• _Text for analysis_:
+-------+

Matthew Webb: Your work seems to be defined by an intimacy that is universally relatable. How were your projects conceived?
Sarah Mei Harman: Throughout my practice, I explore relationships, loneliness, longing, intimacy and the human urge for physical proximity. Intimacy between people (in friendship, family relationships as well as love relationships) has always been an endless source of inspiration to me; the way bodies touch and the importance of “the other”. “Touch” is a necessity of life, as well as something that makes life worthwhile. I attempt to reveal the subtle and tender gestures and feelings between people, by peeling away all the things that might distract. I search for a certain stillness, a moment which somehow seems to transcend/ go beyond the scene. My projects have always slowly developed over time. I never really start with a very clear concept in mind. I work intuitively and my images arise through my encounters with people.
MW: Could you give a short overview of your Solace project on show at the Delmar?
SMH: In response to my long-term Touch series, I was approached by Emerson & Wajdowicz Studios (EWS) to produce a related project about the LGBTQ+ community in China. Specialising in socially-conscious multimedia design and art, EWS runs a photobook series devoted entirely to LGBTQ+ themed stories – showcasing the diversity and complexity of queer communities around the world. In September 2019, I returned to Xiamen to portray 14 queer individuals and couples, all of whom I found through my existing network in the city. Alongside portraits of each person, and images of the private spaces they inhabit, Solace features interviews with each subject about life, love and their personal fears. Unable to return to Xiamen during the pandemic, I continued the project in the Netherlands, photographing young members of China’s LGBTQ community who had relocated to Europe. The book was published by New York’s The New Press in December 2022.
MW: How did your relationship with China, Xiamen, and the people in your photo projects begin?
SMH: I heard about this well-known artist in residence at CEAC (Chinese European Art Centre) in Xiamen, China. Although I’d never been to China before, after speaking to an artist who had just come back from a residency there and hearing her enthusiastic stories about the city and the people, I decided to apply for funding. I started my series Touch in 2014, during a four-month artist residency in the Chinese coastal city of Xiamen. I was curious about the cultural differences I encountered there, but I really wanted to portray something universally recognisable: the meaning of friendship and love, in all its intensity and vulnerability. Meeting my subjects in Xiamen’s streets or at the university campus, I started photographing several young adults – primarily women – and their intimate relationships.
MW: What has been the reception to Solace and what has the project meant for those who have participated in the photos?
SMH: Solace received a great amount of attention. After the book launch, Solace was published and exhibited extensively. A portrait from this series was shortlisted for the Taylor Wessing Portrait Prize, whilst the wider project was shortlisted for the 2022 Gomma Photography Grant, receiving an honourable mention. Most recently, my work reached the final of the V&A Parasol Women in Photography Prize 2023, and won the Grand Prix at Croatia’s Rovinj Photodays. I think that for the participating people it was an important way to be able to share their story. Apart from the photographs, the book also consists of interviews I did with them. I’m still in touch with most of them, and they seemed very happy with the final book.

+-------+

• _What the task asks_:
From the interview, extract the passage that begins with the words containing "SMH: I heard" and ends with "their intimate relationships.". Reproduce it word for word.

+-------+

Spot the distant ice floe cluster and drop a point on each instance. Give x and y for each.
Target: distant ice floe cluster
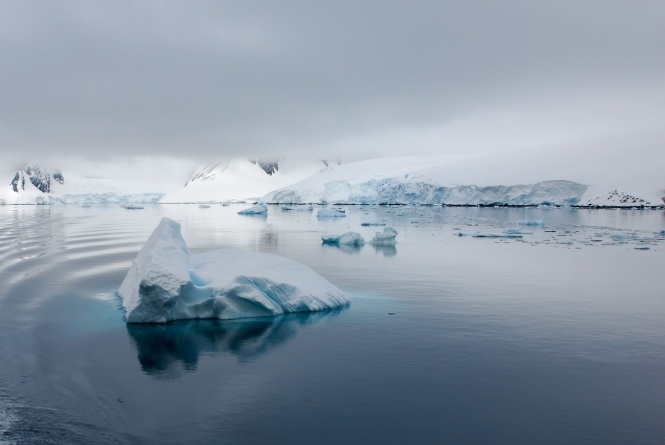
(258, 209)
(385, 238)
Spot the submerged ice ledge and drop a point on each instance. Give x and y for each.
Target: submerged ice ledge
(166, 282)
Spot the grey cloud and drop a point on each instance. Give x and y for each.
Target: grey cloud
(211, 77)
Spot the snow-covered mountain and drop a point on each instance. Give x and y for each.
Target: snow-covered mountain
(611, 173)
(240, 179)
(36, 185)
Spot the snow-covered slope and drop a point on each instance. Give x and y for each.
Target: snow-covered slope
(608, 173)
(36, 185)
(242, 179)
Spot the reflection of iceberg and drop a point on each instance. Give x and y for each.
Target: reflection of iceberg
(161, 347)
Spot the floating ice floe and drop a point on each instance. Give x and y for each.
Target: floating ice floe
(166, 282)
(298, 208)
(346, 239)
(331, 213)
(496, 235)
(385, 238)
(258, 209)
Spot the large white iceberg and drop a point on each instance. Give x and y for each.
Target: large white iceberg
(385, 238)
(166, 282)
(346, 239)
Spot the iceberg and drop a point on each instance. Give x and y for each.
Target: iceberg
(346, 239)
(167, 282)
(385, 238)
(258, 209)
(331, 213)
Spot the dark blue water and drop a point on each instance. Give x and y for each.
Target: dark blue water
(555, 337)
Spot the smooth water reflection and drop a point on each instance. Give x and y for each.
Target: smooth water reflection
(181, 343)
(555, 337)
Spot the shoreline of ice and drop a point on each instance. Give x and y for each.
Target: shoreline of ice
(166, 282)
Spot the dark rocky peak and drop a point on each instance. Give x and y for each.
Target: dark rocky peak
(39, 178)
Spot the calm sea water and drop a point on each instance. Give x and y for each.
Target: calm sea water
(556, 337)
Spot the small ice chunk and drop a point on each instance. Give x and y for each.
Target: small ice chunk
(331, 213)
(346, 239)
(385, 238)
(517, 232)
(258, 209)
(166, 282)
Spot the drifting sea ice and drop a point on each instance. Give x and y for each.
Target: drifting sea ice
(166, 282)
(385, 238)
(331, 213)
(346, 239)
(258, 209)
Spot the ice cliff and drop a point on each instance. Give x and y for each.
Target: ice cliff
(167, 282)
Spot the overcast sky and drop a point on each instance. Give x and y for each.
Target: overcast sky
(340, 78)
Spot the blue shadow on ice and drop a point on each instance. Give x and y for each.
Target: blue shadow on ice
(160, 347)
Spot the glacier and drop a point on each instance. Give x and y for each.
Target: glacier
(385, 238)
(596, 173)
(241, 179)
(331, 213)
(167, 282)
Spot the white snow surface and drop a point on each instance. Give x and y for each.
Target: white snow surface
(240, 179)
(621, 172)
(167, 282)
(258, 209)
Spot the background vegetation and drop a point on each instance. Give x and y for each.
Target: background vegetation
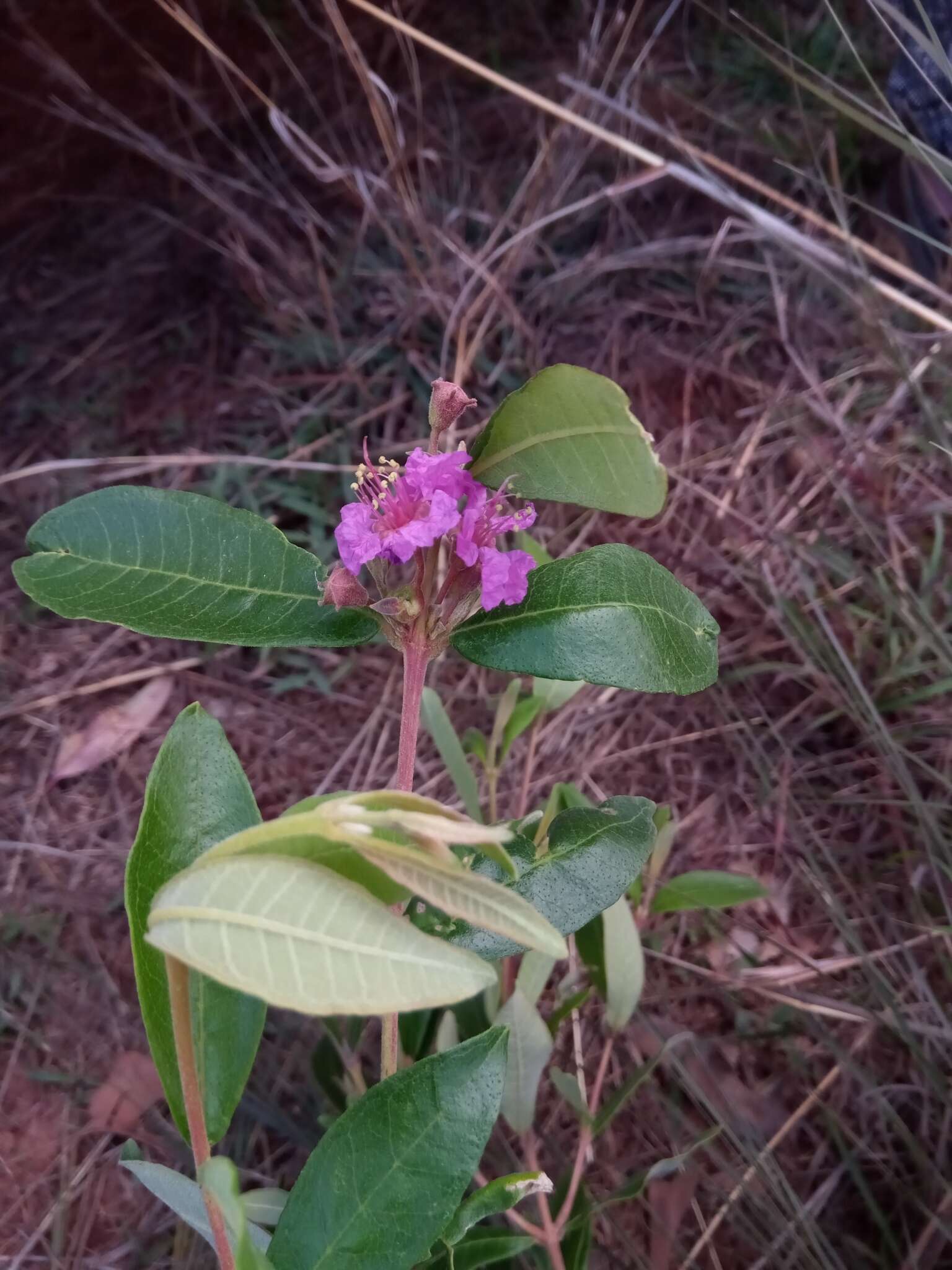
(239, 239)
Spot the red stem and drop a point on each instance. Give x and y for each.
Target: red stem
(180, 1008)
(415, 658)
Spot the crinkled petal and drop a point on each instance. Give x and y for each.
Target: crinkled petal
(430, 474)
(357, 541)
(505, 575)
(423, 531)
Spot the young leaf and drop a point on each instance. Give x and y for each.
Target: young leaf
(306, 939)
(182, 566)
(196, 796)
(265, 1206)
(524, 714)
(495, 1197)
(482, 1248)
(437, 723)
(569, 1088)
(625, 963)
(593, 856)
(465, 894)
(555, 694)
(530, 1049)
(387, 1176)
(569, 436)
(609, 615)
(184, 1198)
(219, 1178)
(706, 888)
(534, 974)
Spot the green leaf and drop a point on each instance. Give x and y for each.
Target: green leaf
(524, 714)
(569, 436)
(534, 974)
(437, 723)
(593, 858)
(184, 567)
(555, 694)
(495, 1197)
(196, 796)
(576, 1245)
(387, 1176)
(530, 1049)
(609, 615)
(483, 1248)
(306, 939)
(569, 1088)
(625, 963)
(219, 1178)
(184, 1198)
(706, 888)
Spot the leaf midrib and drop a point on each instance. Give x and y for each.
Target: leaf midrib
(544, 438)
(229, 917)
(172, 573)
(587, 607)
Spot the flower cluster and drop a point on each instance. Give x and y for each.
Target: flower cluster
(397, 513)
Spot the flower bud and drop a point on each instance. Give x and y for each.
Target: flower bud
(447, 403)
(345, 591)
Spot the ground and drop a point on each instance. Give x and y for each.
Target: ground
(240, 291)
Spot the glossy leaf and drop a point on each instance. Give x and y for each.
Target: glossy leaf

+-------+

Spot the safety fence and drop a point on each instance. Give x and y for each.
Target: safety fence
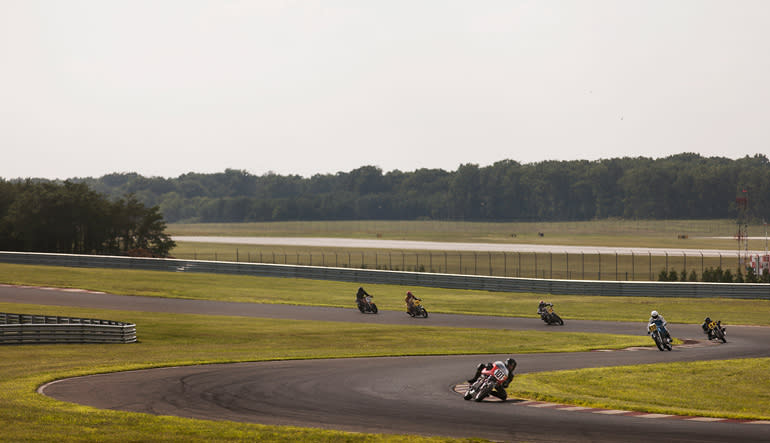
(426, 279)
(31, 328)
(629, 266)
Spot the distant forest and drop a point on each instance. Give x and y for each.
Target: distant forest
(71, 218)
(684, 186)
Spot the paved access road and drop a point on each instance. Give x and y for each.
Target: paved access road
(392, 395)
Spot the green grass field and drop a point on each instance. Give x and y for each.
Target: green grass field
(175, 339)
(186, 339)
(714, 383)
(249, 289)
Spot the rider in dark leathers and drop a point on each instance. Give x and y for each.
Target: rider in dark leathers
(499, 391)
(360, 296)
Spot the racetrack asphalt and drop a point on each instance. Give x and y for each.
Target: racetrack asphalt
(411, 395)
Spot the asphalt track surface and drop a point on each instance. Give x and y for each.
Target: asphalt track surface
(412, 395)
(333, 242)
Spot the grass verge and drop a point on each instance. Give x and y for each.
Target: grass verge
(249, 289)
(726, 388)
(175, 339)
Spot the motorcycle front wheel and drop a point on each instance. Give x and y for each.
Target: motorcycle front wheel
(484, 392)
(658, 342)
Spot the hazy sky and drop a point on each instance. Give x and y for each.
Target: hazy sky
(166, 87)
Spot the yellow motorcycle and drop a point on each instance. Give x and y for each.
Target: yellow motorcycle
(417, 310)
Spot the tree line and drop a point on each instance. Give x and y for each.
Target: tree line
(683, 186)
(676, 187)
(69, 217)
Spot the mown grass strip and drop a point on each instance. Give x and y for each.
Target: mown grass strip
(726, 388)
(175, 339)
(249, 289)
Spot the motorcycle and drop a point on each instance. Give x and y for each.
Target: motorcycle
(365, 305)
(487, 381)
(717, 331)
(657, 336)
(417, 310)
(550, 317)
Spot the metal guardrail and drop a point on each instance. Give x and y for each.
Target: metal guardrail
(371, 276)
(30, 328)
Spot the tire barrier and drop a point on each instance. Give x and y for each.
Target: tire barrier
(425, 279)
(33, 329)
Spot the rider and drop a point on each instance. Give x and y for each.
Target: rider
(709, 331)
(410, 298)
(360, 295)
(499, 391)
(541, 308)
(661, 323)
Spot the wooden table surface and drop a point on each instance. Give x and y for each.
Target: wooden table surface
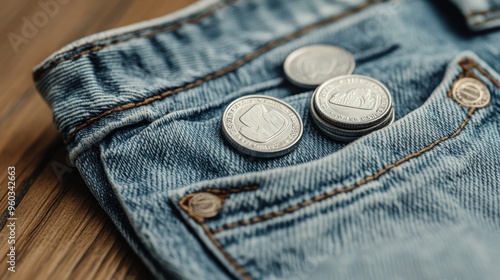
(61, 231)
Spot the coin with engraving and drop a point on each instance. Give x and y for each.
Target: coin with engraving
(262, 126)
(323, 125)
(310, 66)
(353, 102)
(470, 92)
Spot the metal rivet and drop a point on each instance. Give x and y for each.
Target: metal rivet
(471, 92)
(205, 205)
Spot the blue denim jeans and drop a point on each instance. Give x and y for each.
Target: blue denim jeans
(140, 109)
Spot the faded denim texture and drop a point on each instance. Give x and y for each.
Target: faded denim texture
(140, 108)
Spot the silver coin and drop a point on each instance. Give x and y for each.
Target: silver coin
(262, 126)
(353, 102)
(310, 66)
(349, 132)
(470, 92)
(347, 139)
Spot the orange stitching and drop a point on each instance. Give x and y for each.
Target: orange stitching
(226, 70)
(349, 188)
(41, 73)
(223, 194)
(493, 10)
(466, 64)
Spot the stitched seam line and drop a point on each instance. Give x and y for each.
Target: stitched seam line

+-------+

• _Your solution_:
SMH: I heard about this well-known artist in residence at CEAC (Chinese European Art Centre) in Xiamen, China. Although I’d never been to China before, after speaking to an artist who had just come back from a residency there and hearing her enthusiastic stories about the city and the people, I decided to apply for funding. I started my series Touch in 2014, during a four-month artist residency in the Chinese coastal city of Xiamen. I was curious about the cultural differences I encountered there, but I really wanted to portray something universally recognisable: the meaning of friendship and love, in all its intensity and vulnerability. Meeting my subjects in Xiamen’s streets or at the university campus, I started photographing several young adults – primarily women – and their intimate relationships.